## Set exercise
Your task is to repeat, word for word, the line containing "Task: find the dry" and all lines that follow it to the end of the material, and no other lines.

## Exercise data
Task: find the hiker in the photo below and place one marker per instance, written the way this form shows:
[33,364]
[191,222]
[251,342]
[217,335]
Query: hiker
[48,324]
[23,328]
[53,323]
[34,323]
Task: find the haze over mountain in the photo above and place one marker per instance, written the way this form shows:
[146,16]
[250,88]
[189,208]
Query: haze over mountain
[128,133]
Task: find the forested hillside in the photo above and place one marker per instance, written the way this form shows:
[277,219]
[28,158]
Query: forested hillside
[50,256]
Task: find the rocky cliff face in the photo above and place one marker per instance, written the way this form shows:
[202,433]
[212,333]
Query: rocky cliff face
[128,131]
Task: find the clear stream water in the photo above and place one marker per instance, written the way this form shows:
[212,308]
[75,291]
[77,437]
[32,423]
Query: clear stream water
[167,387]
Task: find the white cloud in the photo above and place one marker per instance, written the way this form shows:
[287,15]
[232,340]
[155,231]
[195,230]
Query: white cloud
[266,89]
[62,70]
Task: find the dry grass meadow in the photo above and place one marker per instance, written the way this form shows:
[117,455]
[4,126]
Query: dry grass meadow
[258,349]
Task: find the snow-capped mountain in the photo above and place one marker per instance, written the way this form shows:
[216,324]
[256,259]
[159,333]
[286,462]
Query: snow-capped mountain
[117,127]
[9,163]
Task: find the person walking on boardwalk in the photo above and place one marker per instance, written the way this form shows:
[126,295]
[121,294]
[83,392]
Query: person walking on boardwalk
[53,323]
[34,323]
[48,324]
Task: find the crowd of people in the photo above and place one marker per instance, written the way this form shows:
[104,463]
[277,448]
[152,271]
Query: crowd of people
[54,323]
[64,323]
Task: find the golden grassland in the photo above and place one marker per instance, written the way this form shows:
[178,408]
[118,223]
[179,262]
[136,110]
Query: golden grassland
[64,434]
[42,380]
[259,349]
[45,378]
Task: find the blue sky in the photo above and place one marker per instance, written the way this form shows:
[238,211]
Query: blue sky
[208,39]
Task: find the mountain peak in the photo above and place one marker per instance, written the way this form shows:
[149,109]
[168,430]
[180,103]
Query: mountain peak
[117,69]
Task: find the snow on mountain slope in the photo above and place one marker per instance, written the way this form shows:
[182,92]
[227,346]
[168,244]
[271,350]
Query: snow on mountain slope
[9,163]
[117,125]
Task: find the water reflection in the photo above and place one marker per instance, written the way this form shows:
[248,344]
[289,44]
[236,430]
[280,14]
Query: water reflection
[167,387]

## Full answer
Task: find the dry grass meadow in the photo above and place one marker per instance, written the way this form shows:
[117,455]
[4,126]
Query: dry grass meadow
[258,349]
Task: find the snow-capped mountain in the photo above and place one marker per instance, written the way this form shows:
[216,324]
[256,259]
[159,333]
[286,462]
Query: snow-capped mountain
[117,127]
[9,163]
Task: find the person walking on boardwalk in the photo above and place one marker per instance, written the way this form shows:
[126,295]
[121,294]
[83,392]
Query: person walking on boardwalk
[53,323]
[34,323]
[48,324]
Task: find the crowd of people in the photo above and place one marker per instance, written the way this form shows:
[104,463]
[277,448]
[152,271]
Query: crowd of people
[54,323]
[64,323]
Task: find the golden grassland in the photo above and place one marker per instance, written the way this form shows:
[178,408]
[118,223]
[179,262]
[136,110]
Query: golden grassland
[64,434]
[42,380]
[259,349]
[45,378]
Task: find the blue sky in the photo above and place one marker per instance, written the way this form shows:
[238,211]
Query: blue sky
[208,39]
Task: find the mountain peak in the photo above and place one marker per instance, written the way this form shows:
[149,109]
[168,430]
[180,103]
Query: mountain peak
[117,69]
Task: find the snow on mountain slope in the photo above and place one marker per instance, written the way this form shows:
[182,92]
[227,346]
[168,244]
[271,350]
Query: snow on mountain slope
[9,163]
[117,125]
Task: find the water reflection in the photo above and place one marker per instance, written the way this form shows:
[248,344]
[289,44]
[236,430]
[280,14]
Query: water reflection
[167,387]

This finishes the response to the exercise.